→ **Dataset excerpt**

::::::::::

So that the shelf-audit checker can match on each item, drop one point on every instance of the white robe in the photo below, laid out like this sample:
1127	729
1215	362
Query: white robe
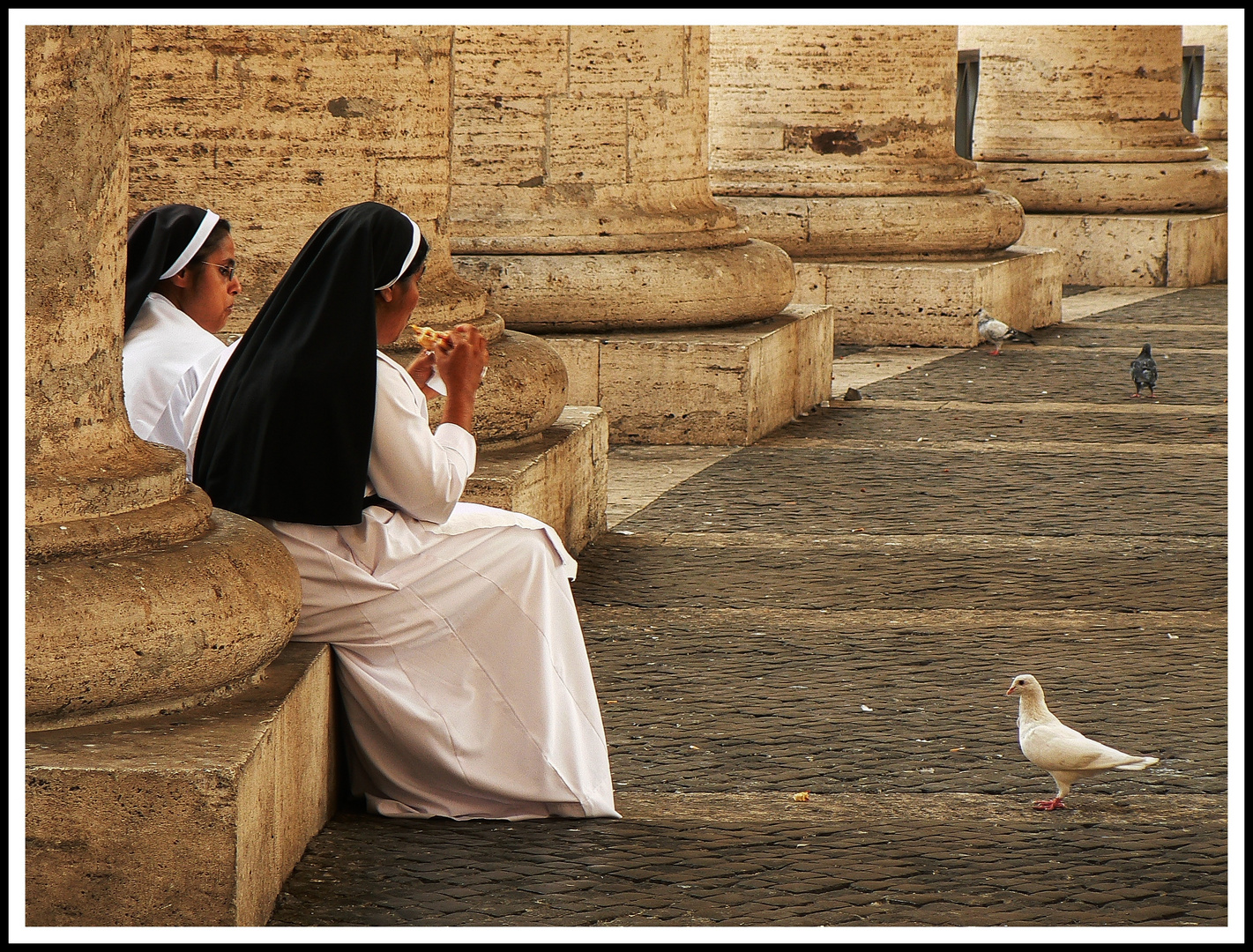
461	662
164	359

::::::::::

→ **Problem requirements**
Set down all of the data above word for word, leaving out the picture.

→ **Solution to the problem**
So that the shelf-audit checker can match on each item, drop one point on every instance of the white robe in the photo below, laid out like this sample:
1127	729
1215	362
Query: white robe
461	662
164	359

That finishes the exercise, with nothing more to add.